(Dataset items)
------------------------

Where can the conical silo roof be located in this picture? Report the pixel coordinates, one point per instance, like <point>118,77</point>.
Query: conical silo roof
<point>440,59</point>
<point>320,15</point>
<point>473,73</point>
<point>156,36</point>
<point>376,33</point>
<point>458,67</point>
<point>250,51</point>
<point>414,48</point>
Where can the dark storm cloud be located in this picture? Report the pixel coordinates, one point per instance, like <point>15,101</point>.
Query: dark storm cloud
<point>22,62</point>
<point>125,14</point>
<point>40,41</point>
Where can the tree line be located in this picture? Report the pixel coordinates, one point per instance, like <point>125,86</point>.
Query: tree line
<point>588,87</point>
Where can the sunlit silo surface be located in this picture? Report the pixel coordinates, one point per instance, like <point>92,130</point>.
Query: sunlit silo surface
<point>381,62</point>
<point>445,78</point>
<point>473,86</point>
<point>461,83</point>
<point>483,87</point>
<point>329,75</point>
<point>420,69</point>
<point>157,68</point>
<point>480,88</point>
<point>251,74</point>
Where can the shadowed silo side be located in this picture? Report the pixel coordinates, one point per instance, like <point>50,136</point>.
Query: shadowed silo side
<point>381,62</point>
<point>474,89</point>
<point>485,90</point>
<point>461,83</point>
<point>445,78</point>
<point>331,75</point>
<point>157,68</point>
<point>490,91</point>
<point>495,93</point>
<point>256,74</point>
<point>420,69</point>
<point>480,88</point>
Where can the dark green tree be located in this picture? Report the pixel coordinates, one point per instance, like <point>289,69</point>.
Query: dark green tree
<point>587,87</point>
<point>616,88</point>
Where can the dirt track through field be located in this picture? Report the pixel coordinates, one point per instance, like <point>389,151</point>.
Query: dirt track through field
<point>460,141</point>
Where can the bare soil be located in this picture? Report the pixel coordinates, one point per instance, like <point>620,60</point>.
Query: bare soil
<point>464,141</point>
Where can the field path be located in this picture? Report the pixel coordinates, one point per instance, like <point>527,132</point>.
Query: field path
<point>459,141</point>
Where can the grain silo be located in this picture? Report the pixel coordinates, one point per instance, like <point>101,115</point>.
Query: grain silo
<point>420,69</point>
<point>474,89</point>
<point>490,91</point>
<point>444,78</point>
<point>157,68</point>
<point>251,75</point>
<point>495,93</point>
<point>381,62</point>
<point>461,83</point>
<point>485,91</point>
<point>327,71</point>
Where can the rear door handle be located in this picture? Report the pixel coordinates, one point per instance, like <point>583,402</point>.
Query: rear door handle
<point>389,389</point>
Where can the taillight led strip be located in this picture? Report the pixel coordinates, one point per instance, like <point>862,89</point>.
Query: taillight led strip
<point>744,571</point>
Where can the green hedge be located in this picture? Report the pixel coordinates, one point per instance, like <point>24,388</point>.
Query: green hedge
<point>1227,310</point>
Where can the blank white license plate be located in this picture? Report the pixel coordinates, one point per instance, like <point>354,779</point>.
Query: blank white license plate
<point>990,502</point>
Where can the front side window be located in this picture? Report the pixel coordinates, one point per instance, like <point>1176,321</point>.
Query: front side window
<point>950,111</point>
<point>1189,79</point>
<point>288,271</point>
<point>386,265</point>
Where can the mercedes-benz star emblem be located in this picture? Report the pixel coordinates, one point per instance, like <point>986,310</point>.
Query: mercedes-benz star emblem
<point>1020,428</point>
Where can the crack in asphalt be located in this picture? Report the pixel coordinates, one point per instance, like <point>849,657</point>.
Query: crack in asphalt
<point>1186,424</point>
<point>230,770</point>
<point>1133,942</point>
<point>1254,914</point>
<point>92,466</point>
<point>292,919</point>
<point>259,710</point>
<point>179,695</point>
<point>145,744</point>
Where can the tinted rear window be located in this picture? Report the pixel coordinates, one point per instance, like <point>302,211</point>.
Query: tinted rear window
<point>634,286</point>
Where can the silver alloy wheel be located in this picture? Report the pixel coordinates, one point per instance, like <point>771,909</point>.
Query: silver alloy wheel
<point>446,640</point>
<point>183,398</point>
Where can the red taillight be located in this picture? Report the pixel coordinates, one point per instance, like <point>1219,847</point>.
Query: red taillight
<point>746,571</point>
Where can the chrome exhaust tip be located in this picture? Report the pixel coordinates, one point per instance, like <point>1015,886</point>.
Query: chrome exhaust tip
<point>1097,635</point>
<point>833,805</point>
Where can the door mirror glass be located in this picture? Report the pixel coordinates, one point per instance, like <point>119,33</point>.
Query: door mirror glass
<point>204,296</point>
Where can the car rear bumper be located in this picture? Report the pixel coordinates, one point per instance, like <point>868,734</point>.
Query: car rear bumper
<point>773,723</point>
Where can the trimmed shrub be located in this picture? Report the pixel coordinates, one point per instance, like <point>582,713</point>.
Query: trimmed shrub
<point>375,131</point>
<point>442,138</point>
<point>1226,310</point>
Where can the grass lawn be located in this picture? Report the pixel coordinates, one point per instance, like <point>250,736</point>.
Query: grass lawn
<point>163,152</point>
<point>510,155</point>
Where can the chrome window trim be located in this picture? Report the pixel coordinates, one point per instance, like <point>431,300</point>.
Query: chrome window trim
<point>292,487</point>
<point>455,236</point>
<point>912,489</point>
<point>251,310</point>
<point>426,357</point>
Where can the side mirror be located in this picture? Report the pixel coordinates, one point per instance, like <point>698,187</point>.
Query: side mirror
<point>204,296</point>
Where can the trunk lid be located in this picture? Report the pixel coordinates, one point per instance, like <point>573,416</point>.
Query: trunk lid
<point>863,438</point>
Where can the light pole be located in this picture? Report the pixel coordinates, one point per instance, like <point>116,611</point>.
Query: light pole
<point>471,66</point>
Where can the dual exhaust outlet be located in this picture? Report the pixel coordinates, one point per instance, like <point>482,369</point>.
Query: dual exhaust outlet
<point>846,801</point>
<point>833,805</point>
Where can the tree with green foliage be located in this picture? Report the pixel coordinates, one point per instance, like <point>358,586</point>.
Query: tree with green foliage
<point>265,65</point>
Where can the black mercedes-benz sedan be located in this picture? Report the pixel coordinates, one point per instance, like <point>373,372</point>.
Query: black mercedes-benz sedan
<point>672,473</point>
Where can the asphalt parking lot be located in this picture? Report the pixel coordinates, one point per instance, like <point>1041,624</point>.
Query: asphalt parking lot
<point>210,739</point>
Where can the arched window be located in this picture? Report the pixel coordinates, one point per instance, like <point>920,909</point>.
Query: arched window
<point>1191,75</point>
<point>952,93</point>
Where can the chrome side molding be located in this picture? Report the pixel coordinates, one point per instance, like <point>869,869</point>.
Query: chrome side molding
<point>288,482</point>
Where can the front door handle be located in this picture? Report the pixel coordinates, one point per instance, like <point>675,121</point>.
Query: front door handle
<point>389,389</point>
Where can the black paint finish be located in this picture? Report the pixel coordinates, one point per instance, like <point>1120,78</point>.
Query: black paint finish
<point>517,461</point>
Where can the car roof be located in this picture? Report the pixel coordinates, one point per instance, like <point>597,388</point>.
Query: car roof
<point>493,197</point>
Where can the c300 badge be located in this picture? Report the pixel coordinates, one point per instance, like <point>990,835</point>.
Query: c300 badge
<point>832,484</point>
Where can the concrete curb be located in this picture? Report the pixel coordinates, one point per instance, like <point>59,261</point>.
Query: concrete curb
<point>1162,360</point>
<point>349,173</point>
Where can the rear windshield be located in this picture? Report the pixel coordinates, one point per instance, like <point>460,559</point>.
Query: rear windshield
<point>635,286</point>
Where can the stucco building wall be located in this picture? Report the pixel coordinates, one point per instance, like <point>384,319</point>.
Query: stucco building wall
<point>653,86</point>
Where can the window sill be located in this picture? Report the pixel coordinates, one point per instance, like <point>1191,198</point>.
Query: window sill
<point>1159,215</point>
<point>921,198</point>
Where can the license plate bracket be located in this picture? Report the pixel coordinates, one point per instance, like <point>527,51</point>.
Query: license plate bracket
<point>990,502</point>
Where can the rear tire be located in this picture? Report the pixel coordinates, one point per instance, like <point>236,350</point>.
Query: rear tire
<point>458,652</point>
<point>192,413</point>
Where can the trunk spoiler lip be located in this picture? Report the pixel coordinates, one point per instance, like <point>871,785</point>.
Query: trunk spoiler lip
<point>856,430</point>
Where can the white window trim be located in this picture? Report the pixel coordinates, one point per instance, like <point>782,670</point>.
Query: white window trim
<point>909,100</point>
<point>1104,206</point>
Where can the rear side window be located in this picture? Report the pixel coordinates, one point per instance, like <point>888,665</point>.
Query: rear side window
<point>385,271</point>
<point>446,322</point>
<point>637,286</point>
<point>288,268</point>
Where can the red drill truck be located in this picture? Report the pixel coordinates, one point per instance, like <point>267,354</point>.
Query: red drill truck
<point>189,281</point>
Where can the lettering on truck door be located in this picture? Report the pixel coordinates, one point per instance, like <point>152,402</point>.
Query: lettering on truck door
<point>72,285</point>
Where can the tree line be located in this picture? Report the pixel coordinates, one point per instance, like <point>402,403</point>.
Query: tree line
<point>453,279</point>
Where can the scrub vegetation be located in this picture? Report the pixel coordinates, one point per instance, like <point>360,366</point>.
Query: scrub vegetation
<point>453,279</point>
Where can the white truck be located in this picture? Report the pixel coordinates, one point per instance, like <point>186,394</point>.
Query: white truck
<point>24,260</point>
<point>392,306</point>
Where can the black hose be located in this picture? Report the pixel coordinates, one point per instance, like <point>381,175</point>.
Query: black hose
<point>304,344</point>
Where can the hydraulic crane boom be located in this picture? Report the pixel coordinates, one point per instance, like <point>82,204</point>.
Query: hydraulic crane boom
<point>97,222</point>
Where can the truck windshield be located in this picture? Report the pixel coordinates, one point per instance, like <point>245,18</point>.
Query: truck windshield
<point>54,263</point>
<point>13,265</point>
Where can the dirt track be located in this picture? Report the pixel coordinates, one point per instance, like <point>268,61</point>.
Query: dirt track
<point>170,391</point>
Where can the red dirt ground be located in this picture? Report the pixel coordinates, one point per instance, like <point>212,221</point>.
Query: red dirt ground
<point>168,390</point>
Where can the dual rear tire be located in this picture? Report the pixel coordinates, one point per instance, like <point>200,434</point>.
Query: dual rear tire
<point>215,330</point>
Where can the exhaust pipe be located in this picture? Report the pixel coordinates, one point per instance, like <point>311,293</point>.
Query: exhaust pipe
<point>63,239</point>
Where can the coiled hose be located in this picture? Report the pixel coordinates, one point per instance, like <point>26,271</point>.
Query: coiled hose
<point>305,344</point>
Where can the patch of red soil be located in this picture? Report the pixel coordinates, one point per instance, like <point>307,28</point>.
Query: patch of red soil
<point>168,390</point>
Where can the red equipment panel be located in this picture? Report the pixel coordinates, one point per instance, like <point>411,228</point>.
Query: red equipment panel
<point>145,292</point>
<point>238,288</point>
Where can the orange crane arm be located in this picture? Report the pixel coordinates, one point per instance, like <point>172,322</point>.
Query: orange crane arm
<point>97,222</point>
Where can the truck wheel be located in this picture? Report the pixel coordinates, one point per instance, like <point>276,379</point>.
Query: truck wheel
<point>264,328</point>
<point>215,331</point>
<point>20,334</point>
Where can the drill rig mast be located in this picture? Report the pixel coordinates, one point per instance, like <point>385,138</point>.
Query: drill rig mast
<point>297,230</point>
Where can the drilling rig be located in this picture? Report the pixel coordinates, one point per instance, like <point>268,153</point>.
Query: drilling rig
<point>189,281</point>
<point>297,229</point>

------------------------

Only what runs from the line containing "Where can the red equipment" through the final line of the entries above belongs in the answer, restated exactly.

Where can the red equipment panel be located in this picture? Report the pixel coordinates, one point per instance, like <point>411,228</point>.
Query: red equipment panel
<point>145,292</point>
<point>238,288</point>
Where can the orange crane arm be located in this picture? Report the pixel coordinates, one point per instance, like <point>172,322</point>.
Query: orange crane arm
<point>97,222</point>
Where can the truck wheel be located in this picture? Report the pixel coordinates, one point per instance, like <point>276,379</point>.
Query: truck wheel
<point>264,328</point>
<point>215,331</point>
<point>20,334</point>
Where can the drill rig mast be located in this picture? Report the pixel coordinates, one point per instance, like <point>385,138</point>.
Query: drill rig mast
<point>297,230</point>
Where can the drilling rig be located in this picture? Report the pixel coordinates, one point per instance, like <point>268,153</point>.
Query: drilling rig
<point>189,281</point>
<point>297,229</point>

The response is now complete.